From the material below, copy out each line with the word "coords" in it.
(SOURCE MATERIAL Opens)
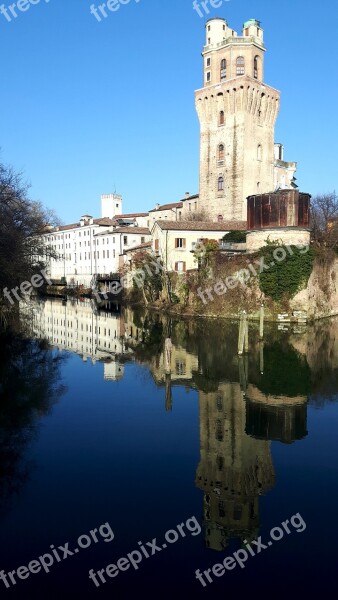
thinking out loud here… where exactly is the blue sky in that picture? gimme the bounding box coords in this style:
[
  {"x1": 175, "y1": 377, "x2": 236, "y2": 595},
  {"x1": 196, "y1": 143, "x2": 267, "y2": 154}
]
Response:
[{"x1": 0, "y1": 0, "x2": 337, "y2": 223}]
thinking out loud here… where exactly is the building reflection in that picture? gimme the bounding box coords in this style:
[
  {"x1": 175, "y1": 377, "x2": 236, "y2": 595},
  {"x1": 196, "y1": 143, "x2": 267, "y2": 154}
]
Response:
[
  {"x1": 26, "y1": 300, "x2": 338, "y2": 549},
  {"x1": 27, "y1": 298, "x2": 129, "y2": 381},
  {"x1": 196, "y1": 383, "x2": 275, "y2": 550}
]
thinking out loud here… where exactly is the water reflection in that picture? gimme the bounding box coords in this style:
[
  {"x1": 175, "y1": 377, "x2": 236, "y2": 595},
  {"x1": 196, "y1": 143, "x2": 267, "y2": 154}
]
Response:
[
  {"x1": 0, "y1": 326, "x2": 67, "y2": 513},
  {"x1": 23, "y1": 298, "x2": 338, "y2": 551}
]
(SOURCE MATERIAL Closes)
● REPLY:
thinking out loud here… where exactly is the blue sky in that picture? gimme the bounding box coords in this style:
thinking out loud here… where exactly is the building reflection in that picture? gimme the bounding box coords in this style:
thinking out loud here… where exactly is the water reflection in that picture? gimme the bounding box coords in this style:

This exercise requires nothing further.